**Try it**
Look through the records below for the line with "For every instance of the blonde" and the line with "For every instance of the dental instrument, give", then return those lines and all lines between, exactly.

**Supplied data**
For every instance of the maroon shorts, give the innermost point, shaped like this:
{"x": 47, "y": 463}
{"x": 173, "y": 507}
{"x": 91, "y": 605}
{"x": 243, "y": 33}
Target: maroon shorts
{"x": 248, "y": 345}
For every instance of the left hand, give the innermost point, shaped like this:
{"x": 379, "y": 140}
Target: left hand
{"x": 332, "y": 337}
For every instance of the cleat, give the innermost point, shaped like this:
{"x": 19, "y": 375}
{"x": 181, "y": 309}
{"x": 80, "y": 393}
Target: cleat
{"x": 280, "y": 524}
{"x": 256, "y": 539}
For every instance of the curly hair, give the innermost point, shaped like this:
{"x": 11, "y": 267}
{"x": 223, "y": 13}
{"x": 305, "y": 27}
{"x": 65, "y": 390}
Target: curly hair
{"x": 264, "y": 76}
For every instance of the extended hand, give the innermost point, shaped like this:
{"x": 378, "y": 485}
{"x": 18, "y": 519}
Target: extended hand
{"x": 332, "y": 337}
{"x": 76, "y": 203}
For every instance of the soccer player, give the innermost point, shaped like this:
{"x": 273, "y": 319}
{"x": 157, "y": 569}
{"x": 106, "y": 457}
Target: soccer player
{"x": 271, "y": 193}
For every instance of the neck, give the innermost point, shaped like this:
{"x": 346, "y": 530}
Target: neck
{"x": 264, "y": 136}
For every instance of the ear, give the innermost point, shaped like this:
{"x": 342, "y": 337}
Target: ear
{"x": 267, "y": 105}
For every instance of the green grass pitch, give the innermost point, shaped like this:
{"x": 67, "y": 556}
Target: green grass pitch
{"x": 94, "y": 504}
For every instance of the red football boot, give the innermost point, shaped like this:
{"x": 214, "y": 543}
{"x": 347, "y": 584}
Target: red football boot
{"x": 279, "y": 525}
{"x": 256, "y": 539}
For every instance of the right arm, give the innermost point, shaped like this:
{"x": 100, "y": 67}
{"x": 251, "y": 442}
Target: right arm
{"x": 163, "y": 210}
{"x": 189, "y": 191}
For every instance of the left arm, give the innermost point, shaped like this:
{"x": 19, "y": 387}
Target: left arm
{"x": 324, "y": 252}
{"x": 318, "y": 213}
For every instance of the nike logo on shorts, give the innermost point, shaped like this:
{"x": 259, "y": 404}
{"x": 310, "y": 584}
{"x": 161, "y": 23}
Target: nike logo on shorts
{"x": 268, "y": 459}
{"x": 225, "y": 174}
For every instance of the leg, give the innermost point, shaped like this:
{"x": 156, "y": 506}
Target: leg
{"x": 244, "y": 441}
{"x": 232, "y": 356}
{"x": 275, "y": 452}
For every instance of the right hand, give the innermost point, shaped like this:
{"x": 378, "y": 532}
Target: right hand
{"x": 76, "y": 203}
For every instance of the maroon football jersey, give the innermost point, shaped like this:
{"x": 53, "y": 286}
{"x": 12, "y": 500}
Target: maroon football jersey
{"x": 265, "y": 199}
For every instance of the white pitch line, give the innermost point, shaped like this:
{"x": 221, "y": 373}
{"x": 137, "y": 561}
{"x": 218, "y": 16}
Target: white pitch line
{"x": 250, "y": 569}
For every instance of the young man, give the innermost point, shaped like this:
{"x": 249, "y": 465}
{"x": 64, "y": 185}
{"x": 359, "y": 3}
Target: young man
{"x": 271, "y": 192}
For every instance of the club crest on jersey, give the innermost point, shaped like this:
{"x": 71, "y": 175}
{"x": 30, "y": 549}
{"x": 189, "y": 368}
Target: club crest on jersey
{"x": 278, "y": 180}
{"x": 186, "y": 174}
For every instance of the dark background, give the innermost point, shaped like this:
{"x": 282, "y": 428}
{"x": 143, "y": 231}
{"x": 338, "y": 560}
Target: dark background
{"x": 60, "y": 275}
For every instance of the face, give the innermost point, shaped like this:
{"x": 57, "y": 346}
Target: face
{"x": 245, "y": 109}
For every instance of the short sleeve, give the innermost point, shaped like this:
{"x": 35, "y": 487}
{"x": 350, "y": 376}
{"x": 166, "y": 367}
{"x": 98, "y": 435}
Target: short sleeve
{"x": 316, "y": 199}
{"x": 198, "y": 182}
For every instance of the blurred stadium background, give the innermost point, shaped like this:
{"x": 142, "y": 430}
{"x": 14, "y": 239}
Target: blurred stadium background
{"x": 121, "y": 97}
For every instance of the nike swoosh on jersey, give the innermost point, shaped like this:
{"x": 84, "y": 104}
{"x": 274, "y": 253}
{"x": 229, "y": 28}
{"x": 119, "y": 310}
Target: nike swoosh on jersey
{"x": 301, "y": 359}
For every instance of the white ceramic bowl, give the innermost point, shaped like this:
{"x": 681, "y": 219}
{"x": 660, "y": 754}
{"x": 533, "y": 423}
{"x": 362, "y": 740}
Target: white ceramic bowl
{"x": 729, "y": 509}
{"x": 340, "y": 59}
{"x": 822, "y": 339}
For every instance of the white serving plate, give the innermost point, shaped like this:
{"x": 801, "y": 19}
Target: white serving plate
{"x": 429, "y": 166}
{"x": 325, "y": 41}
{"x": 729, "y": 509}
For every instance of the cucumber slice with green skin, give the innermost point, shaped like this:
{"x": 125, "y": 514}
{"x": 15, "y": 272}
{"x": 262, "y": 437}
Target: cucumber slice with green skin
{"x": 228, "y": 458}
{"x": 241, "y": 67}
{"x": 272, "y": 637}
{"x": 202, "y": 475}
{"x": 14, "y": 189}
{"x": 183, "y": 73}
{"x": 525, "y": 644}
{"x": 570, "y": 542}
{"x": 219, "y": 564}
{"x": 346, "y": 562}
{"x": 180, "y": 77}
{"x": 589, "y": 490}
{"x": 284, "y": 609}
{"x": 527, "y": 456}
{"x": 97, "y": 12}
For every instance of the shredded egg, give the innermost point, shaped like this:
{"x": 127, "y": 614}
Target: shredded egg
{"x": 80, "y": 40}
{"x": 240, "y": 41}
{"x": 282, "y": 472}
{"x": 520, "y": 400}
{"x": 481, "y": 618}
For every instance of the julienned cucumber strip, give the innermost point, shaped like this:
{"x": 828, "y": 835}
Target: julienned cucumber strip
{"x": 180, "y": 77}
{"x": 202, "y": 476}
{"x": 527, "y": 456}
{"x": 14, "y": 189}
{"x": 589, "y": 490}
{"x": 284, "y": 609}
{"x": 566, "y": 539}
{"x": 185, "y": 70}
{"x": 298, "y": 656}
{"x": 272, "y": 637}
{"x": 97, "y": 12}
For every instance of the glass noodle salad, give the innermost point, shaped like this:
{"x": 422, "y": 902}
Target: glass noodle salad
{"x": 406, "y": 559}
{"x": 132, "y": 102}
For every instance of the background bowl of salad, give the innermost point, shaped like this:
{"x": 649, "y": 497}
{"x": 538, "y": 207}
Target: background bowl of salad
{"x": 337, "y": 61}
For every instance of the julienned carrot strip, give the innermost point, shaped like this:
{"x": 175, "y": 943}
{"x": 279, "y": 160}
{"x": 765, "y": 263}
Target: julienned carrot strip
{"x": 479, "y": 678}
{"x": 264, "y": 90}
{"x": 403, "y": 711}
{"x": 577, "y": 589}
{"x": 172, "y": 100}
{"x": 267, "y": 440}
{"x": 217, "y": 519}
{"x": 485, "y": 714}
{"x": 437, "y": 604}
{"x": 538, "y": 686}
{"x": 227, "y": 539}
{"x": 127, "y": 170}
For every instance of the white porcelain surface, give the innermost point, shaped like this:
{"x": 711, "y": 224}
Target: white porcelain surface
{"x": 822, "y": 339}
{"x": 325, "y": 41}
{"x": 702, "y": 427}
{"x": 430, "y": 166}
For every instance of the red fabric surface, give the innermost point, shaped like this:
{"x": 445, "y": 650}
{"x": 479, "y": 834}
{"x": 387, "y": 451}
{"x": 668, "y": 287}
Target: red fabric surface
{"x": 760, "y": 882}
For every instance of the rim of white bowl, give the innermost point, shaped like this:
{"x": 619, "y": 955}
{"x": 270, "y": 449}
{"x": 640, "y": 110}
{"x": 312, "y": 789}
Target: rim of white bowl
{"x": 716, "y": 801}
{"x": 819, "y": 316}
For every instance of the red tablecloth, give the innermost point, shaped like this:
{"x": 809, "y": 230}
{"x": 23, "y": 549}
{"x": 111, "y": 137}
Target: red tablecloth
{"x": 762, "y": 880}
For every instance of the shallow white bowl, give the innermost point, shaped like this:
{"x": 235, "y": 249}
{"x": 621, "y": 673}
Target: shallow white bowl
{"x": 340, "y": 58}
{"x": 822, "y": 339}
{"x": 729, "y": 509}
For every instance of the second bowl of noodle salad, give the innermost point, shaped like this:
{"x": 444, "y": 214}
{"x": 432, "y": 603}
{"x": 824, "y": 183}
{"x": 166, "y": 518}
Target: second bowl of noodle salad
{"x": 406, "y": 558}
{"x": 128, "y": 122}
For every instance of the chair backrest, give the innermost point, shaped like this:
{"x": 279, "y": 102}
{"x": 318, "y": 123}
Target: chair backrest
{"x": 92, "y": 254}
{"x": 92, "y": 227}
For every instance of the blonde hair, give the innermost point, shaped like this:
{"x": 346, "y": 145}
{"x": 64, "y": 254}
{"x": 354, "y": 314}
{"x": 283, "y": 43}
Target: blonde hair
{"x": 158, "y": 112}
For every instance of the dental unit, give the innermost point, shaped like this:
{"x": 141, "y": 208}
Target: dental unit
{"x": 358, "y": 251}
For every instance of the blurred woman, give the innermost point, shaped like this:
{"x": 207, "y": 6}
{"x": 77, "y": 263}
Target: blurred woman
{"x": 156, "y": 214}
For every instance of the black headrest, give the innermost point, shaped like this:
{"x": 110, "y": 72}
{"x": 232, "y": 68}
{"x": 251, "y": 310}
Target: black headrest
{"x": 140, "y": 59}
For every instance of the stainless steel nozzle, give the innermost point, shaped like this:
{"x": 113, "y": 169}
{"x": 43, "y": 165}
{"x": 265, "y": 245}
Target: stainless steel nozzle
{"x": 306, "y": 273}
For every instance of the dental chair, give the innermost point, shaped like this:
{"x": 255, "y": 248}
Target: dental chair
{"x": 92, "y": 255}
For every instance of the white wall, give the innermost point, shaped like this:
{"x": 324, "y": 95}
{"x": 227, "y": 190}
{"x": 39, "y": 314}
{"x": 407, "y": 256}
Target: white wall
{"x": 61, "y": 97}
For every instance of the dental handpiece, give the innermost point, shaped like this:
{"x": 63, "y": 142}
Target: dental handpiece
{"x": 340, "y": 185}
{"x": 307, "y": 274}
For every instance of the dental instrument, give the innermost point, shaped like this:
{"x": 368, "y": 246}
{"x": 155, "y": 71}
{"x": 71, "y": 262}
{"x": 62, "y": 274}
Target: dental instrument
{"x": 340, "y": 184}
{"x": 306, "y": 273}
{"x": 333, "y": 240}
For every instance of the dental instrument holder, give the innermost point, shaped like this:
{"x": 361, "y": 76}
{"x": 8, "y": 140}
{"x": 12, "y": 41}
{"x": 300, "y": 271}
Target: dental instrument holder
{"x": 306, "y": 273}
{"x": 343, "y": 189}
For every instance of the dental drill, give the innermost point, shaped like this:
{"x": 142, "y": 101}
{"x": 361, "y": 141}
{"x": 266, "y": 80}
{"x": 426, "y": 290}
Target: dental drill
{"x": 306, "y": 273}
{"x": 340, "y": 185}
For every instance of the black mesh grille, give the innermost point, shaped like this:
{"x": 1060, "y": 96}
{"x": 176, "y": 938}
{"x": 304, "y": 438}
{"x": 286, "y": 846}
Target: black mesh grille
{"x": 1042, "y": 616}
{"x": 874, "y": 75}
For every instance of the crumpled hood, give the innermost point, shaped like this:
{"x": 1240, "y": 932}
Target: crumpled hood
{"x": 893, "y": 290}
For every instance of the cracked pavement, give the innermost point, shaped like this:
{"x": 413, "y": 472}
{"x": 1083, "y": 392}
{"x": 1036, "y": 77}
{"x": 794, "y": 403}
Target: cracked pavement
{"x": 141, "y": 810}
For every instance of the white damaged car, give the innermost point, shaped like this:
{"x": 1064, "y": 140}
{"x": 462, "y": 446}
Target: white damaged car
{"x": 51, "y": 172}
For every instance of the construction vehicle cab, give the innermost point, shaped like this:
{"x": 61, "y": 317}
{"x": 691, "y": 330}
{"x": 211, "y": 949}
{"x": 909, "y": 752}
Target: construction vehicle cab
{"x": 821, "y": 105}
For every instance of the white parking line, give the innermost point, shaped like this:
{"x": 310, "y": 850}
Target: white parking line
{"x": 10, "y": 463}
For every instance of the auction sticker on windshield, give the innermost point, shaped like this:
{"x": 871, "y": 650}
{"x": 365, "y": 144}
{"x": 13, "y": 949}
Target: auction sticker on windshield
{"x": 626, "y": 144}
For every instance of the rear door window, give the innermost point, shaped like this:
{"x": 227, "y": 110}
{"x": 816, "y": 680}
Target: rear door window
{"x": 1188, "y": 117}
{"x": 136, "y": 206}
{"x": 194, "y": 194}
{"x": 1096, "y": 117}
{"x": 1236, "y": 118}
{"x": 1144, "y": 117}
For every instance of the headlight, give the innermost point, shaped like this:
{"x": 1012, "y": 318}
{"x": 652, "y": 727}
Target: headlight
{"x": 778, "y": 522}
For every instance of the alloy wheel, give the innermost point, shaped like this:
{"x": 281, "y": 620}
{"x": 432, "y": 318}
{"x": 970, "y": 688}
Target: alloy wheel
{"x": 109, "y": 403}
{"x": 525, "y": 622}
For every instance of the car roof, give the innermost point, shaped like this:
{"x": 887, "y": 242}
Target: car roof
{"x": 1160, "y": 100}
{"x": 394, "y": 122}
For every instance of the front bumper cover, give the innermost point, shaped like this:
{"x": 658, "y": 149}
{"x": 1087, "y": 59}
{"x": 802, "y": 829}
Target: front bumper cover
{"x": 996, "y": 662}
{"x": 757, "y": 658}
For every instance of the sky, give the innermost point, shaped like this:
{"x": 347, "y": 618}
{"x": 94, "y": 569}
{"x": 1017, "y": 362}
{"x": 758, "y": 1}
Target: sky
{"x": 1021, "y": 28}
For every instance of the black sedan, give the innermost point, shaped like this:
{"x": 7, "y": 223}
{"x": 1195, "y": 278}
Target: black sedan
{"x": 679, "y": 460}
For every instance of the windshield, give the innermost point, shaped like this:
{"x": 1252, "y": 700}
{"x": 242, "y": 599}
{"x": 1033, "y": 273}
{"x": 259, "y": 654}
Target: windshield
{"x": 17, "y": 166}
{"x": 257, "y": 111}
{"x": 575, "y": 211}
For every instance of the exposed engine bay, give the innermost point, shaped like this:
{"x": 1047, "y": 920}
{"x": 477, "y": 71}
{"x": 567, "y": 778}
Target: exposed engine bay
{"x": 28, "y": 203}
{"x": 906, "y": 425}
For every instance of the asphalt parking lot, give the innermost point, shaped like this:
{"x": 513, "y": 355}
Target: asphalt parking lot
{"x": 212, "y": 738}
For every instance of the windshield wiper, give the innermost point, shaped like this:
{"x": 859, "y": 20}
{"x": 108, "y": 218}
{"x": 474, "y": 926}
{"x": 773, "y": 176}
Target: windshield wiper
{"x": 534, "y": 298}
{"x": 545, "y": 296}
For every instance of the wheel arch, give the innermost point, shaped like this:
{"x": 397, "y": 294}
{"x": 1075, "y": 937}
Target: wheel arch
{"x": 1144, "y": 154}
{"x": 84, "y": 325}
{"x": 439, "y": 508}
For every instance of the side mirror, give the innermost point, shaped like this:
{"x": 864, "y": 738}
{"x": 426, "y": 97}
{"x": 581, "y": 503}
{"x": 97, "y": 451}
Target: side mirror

**Answer box**
For every instance of the blonde hair, give the innermost point, shaped like this:
{"x": 346, "y": 145}
{"x": 64, "y": 254}
{"x": 354, "y": 314}
{"x": 283, "y": 43}
Target: blonde hair
{"x": 158, "y": 112}
For every instance of the dental unit, give the innermost point, shaped like this:
{"x": 141, "y": 208}
Target: dental unit
{"x": 358, "y": 251}
For every instance of the blurred woman, give the innermost point, shaped like this:
{"x": 207, "y": 6}
{"x": 77, "y": 263}
Target: blurred woman
{"x": 156, "y": 214}
For every instance of the black headrest, give the innermost point, shaped like this:
{"x": 110, "y": 72}
{"x": 232, "y": 68}
{"x": 251, "y": 310}
Target: black headrest
{"x": 140, "y": 59}
For every instance of the stainless steel nozzle, give the innermost point, shaped like this:
{"x": 113, "y": 169}
{"x": 43, "y": 165}
{"x": 265, "y": 245}
Target: stainless steel nozzle
{"x": 306, "y": 273}
For every instance of the dental chair, give the innermost point, shaped like this:
{"x": 255, "y": 248}
Target: dental chair
{"x": 92, "y": 255}
For every instance of the white wall, give the innermost point, shaped like this:
{"x": 324, "y": 95}
{"x": 227, "y": 190}
{"x": 39, "y": 314}
{"x": 407, "y": 256}
Target: white wall
{"x": 61, "y": 97}
For every instance of the dental handpiece, give the innermost point, shaped like this:
{"x": 63, "y": 142}
Target: dental handpiece
{"x": 340, "y": 185}
{"x": 307, "y": 274}
For every instance of the dental instrument, give the innermost point, shaped like this:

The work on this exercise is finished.